__The exercise__:
Reproduce each of the lines below that contains the word "gravel", omitting all others.

__Working data__:

----------------

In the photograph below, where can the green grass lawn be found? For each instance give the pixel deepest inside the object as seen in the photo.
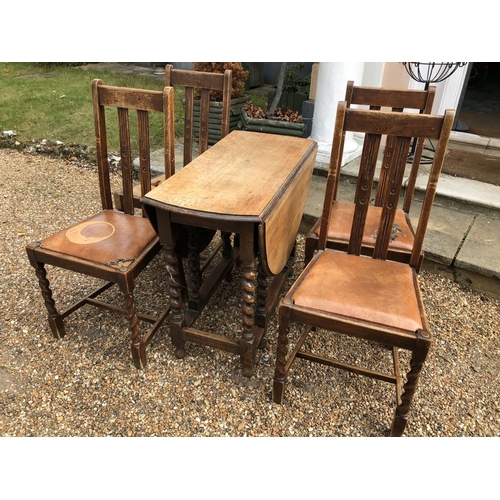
(54, 102)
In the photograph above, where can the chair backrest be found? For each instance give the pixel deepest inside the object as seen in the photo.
(396, 100)
(204, 83)
(144, 102)
(375, 125)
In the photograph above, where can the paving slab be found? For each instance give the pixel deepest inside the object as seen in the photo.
(464, 191)
(445, 231)
(480, 251)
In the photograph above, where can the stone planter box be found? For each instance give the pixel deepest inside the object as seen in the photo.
(290, 100)
(215, 118)
(272, 126)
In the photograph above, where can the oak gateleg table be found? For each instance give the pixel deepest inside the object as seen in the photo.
(249, 184)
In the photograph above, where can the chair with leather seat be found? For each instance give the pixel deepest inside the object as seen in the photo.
(360, 296)
(396, 100)
(113, 245)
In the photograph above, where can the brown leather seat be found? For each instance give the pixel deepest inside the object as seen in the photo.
(366, 297)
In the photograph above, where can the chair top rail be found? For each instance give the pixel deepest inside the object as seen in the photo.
(139, 99)
(196, 79)
(387, 123)
(391, 98)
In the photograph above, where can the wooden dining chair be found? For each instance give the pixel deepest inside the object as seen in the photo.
(197, 86)
(366, 297)
(400, 247)
(112, 245)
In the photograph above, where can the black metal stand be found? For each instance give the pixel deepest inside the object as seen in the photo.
(428, 73)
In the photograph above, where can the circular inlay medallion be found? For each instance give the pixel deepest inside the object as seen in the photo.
(90, 232)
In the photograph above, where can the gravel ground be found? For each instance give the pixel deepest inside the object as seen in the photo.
(86, 385)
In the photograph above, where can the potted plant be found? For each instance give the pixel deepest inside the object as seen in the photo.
(278, 119)
(238, 99)
(295, 88)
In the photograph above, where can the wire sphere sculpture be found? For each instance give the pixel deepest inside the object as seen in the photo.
(431, 72)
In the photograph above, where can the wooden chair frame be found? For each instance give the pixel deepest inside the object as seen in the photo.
(132, 234)
(397, 100)
(370, 298)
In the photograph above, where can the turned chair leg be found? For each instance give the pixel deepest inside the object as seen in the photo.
(55, 319)
(137, 345)
(419, 356)
(280, 373)
(310, 247)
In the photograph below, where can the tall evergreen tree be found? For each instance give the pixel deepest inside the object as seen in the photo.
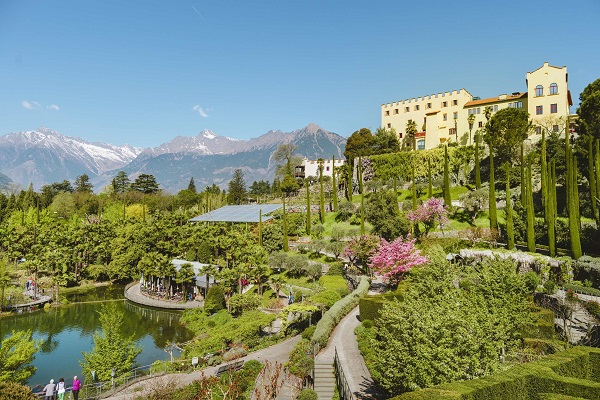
(477, 166)
(308, 216)
(530, 212)
(572, 199)
(237, 192)
(551, 209)
(510, 230)
(334, 187)
(492, 200)
(447, 196)
(321, 193)
(192, 185)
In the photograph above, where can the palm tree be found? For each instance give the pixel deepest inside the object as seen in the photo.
(471, 120)
(411, 132)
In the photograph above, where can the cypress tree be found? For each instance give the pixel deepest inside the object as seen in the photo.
(510, 230)
(523, 183)
(429, 179)
(544, 171)
(447, 197)
(362, 198)
(530, 211)
(334, 183)
(285, 238)
(551, 209)
(492, 195)
(597, 181)
(413, 187)
(321, 195)
(592, 180)
(572, 199)
(477, 168)
(308, 217)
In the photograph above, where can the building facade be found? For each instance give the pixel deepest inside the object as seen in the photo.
(444, 117)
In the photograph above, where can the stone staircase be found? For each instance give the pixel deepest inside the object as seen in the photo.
(324, 379)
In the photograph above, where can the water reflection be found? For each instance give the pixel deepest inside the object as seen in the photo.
(67, 332)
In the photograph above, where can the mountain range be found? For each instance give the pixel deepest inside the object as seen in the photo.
(44, 156)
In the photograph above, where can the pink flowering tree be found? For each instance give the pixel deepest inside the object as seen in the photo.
(393, 259)
(359, 250)
(431, 213)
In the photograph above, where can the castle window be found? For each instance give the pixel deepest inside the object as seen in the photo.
(539, 90)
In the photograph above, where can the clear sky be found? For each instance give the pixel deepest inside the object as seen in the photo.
(143, 72)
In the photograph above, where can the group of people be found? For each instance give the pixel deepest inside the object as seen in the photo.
(57, 391)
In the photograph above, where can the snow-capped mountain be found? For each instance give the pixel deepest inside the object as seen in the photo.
(205, 143)
(44, 156)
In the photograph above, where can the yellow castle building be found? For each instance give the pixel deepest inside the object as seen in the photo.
(444, 117)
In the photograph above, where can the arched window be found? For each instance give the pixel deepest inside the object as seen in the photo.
(539, 90)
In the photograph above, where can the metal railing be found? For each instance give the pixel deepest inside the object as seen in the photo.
(340, 379)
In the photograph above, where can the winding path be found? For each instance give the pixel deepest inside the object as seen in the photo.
(277, 353)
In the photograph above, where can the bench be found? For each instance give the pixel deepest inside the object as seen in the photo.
(236, 366)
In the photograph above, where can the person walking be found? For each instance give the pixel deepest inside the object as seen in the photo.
(49, 390)
(61, 389)
(76, 388)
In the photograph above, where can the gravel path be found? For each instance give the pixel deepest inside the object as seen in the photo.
(354, 367)
(277, 353)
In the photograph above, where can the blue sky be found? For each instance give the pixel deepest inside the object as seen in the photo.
(143, 72)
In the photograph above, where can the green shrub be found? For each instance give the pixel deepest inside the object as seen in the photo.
(215, 300)
(300, 362)
(334, 282)
(307, 394)
(582, 289)
(15, 391)
(339, 310)
(575, 373)
(532, 280)
(239, 303)
(336, 268)
(327, 298)
(308, 332)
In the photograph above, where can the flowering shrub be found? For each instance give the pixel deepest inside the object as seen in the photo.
(393, 259)
(431, 213)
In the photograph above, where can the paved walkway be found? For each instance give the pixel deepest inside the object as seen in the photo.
(277, 353)
(135, 295)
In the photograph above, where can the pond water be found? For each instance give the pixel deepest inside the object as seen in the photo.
(67, 332)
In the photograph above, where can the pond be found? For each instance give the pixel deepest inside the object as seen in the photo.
(67, 332)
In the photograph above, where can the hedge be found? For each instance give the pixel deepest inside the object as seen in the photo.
(332, 317)
(334, 282)
(582, 289)
(575, 373)
(369, 306)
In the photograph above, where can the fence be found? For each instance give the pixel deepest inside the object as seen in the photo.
(340, 379)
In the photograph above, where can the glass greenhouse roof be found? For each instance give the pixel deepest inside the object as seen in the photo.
(244, 213)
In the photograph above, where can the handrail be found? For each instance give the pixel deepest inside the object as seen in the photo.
(340, 379)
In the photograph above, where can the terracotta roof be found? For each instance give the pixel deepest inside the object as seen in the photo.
(495, 99)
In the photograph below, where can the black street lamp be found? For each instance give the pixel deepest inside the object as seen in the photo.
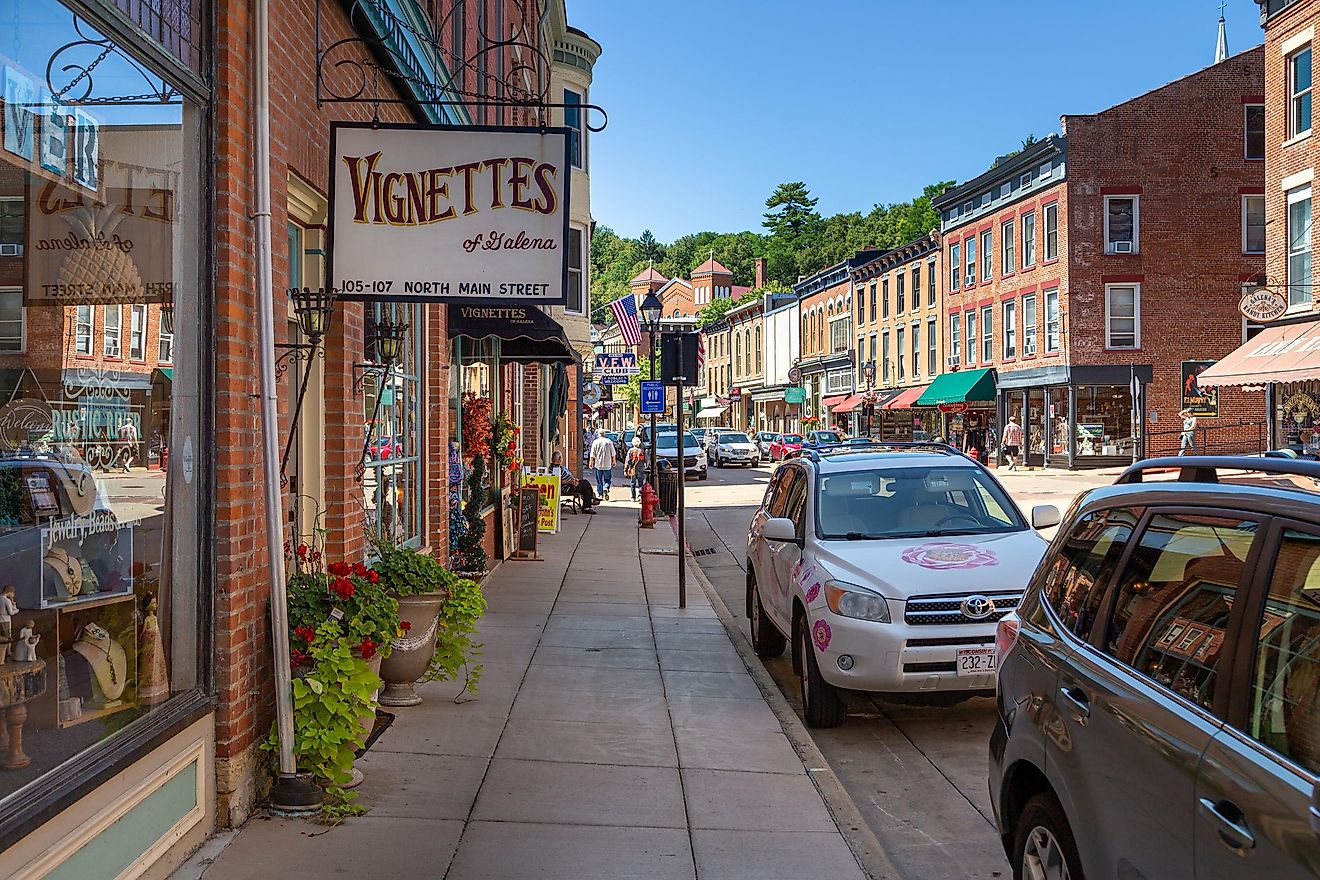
(651, 310)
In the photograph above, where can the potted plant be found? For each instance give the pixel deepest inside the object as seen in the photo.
(419, 582)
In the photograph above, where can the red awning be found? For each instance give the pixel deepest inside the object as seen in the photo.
(1283, 354)
(849, 405)
(906, 399)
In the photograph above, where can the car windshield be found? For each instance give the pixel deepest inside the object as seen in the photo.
(912, 503)
(672, 440)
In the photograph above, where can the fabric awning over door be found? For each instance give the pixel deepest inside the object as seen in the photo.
(1283, 354)
(527, 334)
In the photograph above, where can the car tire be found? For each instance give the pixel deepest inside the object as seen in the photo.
(1046, 838)
(766, 639)
(821, 706)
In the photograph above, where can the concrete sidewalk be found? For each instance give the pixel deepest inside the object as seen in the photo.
(615, 736)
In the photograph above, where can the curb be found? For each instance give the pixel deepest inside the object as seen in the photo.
(866, 847)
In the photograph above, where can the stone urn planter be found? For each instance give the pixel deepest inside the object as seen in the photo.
(411, 655)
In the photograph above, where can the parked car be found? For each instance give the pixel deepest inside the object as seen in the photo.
(1159, 684)
(386, 447)
(734, 447)
(887, 571)
(786, 446)
(693, 457)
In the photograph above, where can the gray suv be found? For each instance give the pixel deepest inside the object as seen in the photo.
(1159, 684)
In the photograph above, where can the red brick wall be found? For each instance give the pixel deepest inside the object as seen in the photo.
(1182, 149)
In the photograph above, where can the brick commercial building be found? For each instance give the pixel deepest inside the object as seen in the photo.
(1279, 350)
(131, 476)
(898, 298)
(1098, 272)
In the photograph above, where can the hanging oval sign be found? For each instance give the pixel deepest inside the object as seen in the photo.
(1262, 305)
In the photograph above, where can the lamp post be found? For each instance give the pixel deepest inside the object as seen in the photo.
(869, 375)
(651, 310)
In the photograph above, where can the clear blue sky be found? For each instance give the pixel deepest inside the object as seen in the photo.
(714, 102)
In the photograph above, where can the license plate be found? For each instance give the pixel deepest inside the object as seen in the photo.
(976, 661)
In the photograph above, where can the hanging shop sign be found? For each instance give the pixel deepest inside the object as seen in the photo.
(449, 214)
(617, 370)
(1203, 401)
(1262, 305)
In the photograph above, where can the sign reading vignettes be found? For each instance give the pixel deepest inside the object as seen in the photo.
(449, 214)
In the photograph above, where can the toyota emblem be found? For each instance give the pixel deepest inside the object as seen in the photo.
(977, 607)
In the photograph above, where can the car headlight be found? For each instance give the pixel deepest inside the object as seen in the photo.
(850, 600)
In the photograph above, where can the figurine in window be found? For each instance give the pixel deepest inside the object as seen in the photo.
(8, 608)
(25, 651)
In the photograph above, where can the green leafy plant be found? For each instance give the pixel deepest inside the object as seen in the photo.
(330, 698)
(456, 644)
(404, 571)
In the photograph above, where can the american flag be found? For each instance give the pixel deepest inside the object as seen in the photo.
(626, 314)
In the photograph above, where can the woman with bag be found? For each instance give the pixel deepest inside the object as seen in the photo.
(635, 467)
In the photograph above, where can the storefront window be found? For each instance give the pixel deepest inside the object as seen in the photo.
(391, 483)
(1104, 420)
(99, 453)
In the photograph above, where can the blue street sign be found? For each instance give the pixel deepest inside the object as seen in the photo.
(652, 397)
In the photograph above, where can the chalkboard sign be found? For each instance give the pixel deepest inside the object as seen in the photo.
(528, 503)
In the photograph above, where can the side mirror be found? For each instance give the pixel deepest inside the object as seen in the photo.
(782, 529)
(1044, 516)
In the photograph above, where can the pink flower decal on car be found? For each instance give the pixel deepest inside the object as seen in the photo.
(821, 635)
(947, 556)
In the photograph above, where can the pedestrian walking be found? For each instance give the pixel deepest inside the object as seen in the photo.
(602, 462)
(1187, 443)
(1013, 442)
(635, 467)
(570, 484)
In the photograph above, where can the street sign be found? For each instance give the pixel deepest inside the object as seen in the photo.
(652, 397)
(615, 370)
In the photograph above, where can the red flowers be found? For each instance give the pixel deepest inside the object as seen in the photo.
(342, 587)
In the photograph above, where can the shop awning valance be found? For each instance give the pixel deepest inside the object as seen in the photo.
(1283, 354)
(527, 335)
(906, 397)
(960, 387)
(849, 405)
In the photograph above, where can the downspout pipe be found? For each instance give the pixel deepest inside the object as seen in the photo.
(292, 792)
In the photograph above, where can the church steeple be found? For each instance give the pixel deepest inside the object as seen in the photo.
(1221, 48)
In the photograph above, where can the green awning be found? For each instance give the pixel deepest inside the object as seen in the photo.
(960, 387)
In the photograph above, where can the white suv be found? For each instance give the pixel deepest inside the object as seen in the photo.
(887, 566)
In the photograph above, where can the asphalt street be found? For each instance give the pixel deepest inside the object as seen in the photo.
(916, 772)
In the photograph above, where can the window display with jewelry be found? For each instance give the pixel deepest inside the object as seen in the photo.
(100, 207)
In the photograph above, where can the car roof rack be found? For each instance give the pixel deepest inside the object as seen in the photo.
(1204, 469)
(815, 453)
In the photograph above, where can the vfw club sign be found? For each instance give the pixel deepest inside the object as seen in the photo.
(449, 214)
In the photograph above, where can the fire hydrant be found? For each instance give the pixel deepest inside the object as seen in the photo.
(650, 502)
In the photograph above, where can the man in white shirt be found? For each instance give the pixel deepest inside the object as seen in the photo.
(602, 462)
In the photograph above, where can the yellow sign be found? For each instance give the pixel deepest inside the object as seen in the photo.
(548, 508)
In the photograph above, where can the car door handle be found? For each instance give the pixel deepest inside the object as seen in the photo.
(1079, 702)
(1233, 833)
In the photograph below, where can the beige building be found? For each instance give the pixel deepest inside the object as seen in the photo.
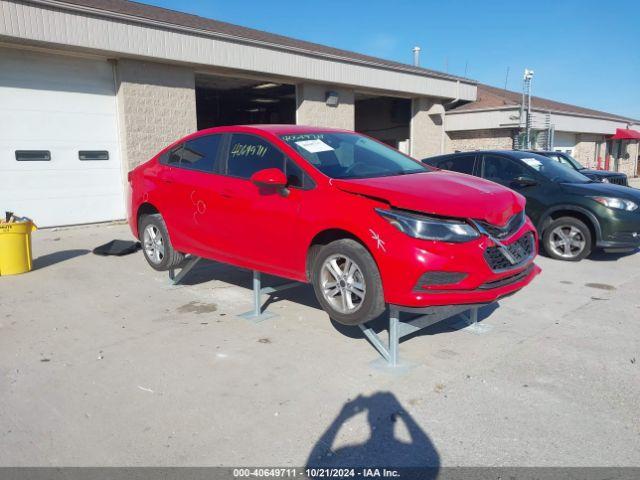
(89, 89)
(493, 121)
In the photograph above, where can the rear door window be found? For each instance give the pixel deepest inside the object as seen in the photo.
(201, 153)
(501, 170)
(461, 164)
(249, 154)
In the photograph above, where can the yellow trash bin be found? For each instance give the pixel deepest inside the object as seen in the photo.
(15, 247)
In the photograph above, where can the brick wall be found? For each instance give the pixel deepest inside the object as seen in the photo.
(490, 139)
(426, 128)
(313, 110)
(585, 149)
(156, 106)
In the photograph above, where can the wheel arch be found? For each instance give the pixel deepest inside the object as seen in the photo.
(326, 236)
(145, 208)
(589, 219)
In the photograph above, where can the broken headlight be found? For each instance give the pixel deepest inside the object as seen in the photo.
(429, 228)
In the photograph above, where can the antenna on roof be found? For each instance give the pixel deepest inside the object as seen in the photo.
(416, 56)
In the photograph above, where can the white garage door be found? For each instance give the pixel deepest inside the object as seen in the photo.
(59, 155)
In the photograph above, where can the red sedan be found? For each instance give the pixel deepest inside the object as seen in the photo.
(364, 223)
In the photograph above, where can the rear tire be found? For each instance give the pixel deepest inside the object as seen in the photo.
(568, 239)
(156, 244)
(347, 282)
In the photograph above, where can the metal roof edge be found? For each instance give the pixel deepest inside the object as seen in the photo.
(542, 110)
(61, 4)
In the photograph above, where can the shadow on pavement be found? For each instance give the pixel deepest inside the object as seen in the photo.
(395, 439)
(601, 256)
(57, 257)
(382, 323)
(209, 270)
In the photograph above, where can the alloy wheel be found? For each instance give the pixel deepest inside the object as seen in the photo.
(567, 241)
(342, 283)
(153, 244)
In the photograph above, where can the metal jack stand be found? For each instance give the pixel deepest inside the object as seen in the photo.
(398, 329)
(470, 323)
(175, 278)
(257, 314)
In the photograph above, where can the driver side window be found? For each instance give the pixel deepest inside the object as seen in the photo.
(501, 170)
(249, 154)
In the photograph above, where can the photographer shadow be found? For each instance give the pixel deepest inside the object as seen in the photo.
(383, 449)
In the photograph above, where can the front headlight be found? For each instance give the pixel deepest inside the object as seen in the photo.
(617, 203)
(429, 228)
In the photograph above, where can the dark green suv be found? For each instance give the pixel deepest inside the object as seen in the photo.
(572, 213)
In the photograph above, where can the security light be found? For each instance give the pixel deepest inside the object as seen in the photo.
(332, 99)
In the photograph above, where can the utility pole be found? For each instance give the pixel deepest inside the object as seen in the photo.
(416, 56)
(526, 106)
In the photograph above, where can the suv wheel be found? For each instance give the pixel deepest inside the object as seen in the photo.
(567, 238)
(156, 245)
(347, 282)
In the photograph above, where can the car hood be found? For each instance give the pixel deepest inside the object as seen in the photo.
(600, 173)
(441, 193)
(602, 189)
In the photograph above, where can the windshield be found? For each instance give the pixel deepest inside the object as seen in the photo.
(349, 155)
(566, 160)
(553, 170)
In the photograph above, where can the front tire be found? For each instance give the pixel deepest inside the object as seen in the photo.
(568, 239)
(347, 282)
(156, 244)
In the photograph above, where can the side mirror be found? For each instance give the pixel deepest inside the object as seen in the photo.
(269, 177)
(524, 181)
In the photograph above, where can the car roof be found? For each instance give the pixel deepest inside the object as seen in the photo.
(276, 129)
(518, 154)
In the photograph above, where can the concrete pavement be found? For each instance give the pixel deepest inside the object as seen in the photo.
(104, 363)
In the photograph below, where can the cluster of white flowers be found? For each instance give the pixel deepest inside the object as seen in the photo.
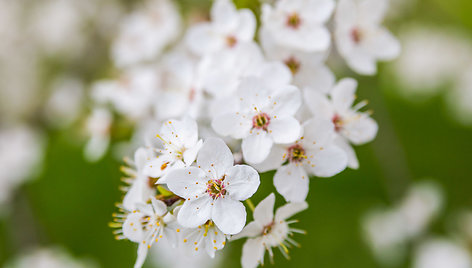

----------------

__Answer for the task__:
In the photograph above, where can the gravel ground be found? For each instance give the pixel deepest inside the object as seen in the photo.
In the photograph above, where can the gravel path be found? For each instance give the pixel deepest inside the object as seen in the photo.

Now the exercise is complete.